Directions:
List each line of the material below that contains the string "pink", matching case exactly.

Information given:
════
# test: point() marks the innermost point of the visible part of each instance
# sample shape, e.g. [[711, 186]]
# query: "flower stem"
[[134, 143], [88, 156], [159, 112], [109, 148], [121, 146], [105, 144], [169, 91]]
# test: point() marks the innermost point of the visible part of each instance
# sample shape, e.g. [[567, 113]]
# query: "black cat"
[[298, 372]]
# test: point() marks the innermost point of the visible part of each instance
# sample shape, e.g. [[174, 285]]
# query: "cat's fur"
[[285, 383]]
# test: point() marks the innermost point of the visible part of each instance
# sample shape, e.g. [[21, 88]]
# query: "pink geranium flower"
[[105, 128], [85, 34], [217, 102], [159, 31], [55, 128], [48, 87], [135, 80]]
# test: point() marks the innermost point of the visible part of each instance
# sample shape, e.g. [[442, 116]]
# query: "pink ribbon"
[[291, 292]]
════
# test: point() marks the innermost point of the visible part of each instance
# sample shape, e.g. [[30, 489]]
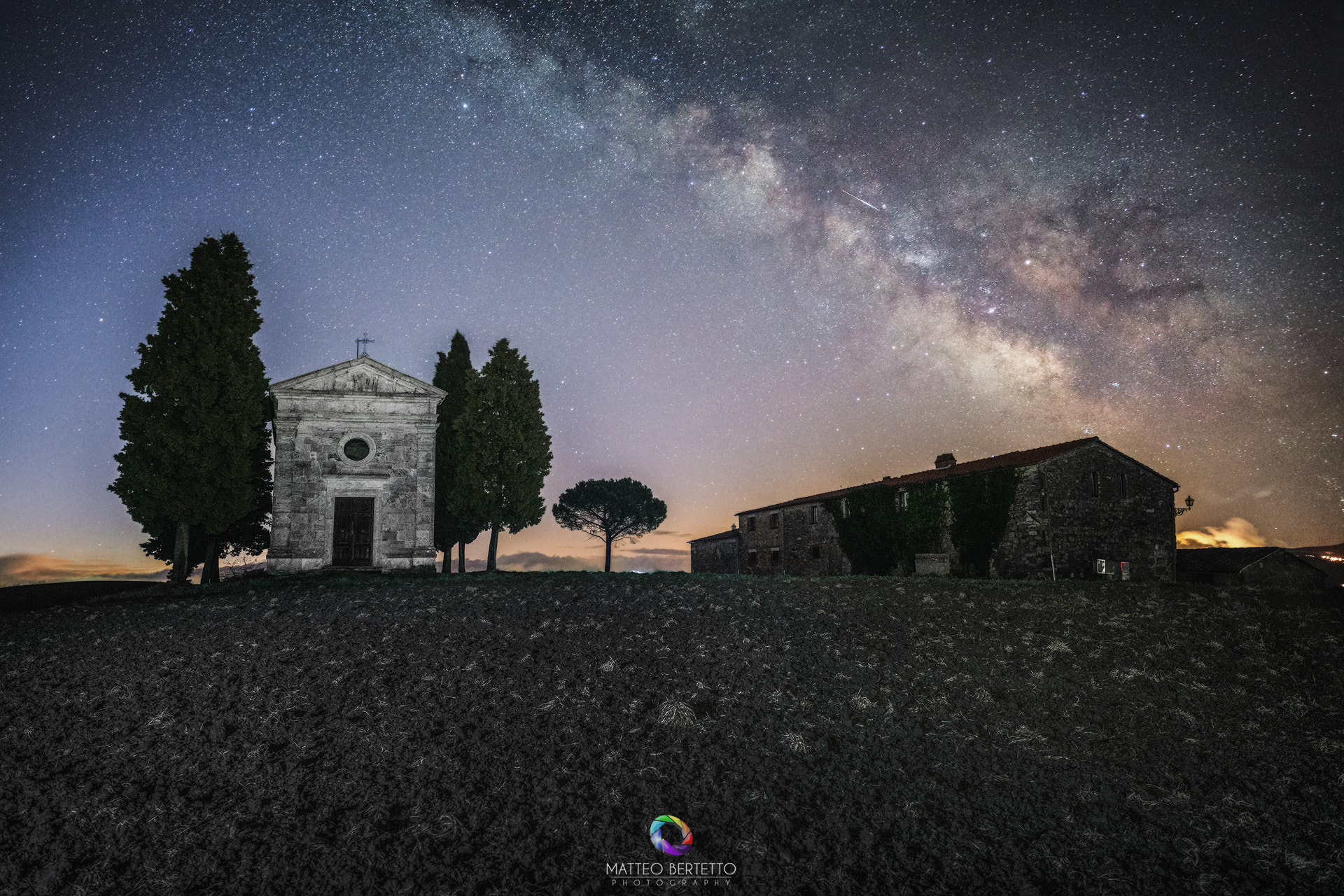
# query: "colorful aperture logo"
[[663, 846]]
════
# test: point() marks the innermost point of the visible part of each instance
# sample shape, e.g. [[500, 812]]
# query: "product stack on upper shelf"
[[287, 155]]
════
Solution below:
# query: "pink geranium flower"
# query: "pink ribbon"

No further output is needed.